* About this task
Please retype the listing below exactly as it stands, skipping any pictures.

* Dataset content

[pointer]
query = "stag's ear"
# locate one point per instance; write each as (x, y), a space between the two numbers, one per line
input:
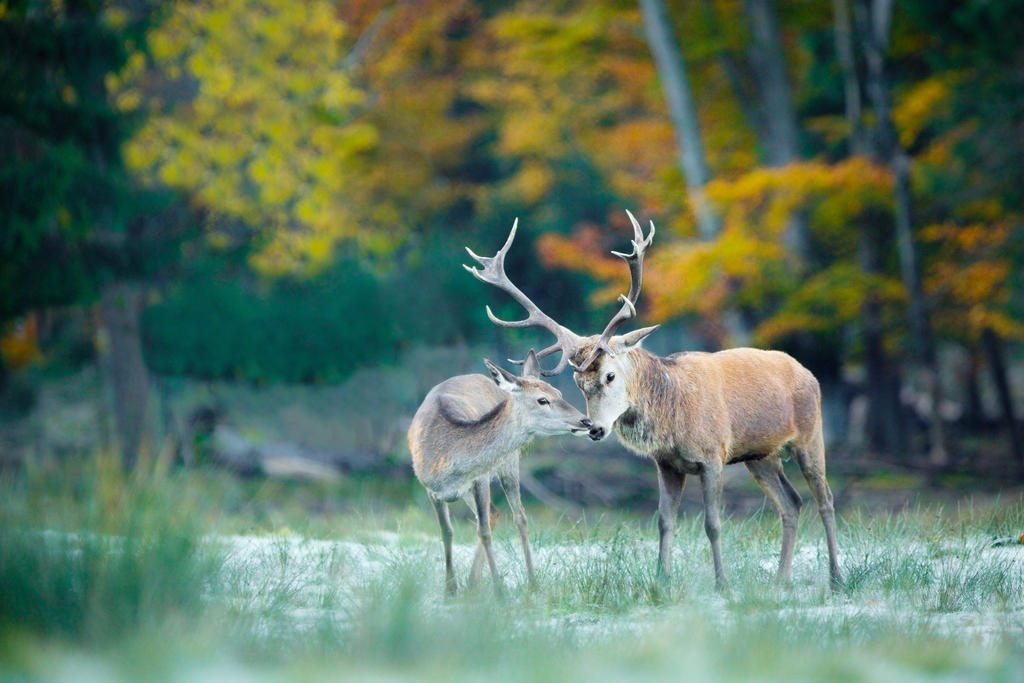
(531, 367)
(503, 378)
(632, 340)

* Solution
[pointer]
query = "stag's ear"
# locate one point per instance; write each as (x, y), a space between the two numbers, one per line
input:
(531, 367)
(503, 378)
(632, 340)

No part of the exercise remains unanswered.